#### SHORT EXERCISE
Reproduce all of the material below line for line without changing anything, but leave the pictures out.

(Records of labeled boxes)
#####
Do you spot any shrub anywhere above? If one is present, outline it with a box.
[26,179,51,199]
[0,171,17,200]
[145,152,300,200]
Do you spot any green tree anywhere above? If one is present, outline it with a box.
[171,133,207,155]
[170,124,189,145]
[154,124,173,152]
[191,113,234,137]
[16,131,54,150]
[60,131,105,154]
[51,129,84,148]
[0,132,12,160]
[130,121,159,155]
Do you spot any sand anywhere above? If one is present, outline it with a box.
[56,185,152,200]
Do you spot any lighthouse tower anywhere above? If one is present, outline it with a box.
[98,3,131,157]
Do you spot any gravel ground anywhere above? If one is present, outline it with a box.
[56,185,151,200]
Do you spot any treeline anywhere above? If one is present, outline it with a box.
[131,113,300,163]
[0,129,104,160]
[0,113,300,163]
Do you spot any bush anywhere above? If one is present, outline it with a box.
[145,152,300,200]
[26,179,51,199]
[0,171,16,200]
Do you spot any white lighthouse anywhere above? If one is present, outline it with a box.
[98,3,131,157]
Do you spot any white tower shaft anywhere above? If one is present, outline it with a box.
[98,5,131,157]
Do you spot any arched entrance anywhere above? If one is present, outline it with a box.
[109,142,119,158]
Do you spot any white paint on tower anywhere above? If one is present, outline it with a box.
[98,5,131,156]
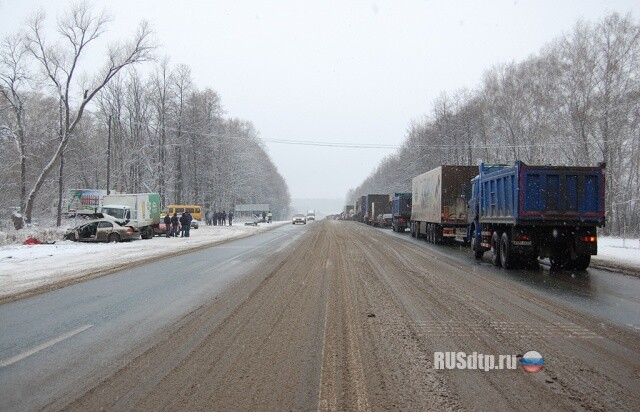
#####
#### SOLUTION TO THE PROBLEM
Do you spot any shrub anywhere above? If one is present, outline it with a box.
[26,179,51,199]
[0,171,17,200]
[145,152,300,200]
Do you spot any green tree anywhere above? If one is present, outline it with a box.
[171,133,207,155]
[170,124,189,145]
[154,124,173,152]
[191,113,234,137]
[16,131,54,150]
[60,131,105,154]
[51,129,84,148]
[0,132,12,160]
[130,121,159,155]
Do you spot any sand anywhere above? If one is present, outline it with a box.
[56,185,152,200]
Do you spot any lighthouse tower anywhere above? If one is present, outline it with a box.
[98,3,131,157]
Do you spot any gravel ground anywhere above? If one is present, outline it with a box.
[56,185,151,200]
Do you spot any treeline anywhere above? If one is present, outline it with a box.
[131,113,300,163]
[0,129,104,160]
[0,113,300,163]
Do you spot any bush anywhere above? If one is present, outline it with a box.
[145,152,300,200]
[26,179,51,199]
[0,171,16,200]
Do you spot any white lighthouse anywhere above? If one is present, outline it with a box.
[98,3,131,157]
Do you spot any white tower shaft anywhere above? If one is present, outline it with a box.
[98,5,131,157]
Do you spot any arched entrance anywhere above? If one is present, outline it with a box.
[109,142,119,158]
Do you spot any white paint on tower anywhere above? If one is present, outline it with a box.
[98,5,131,156]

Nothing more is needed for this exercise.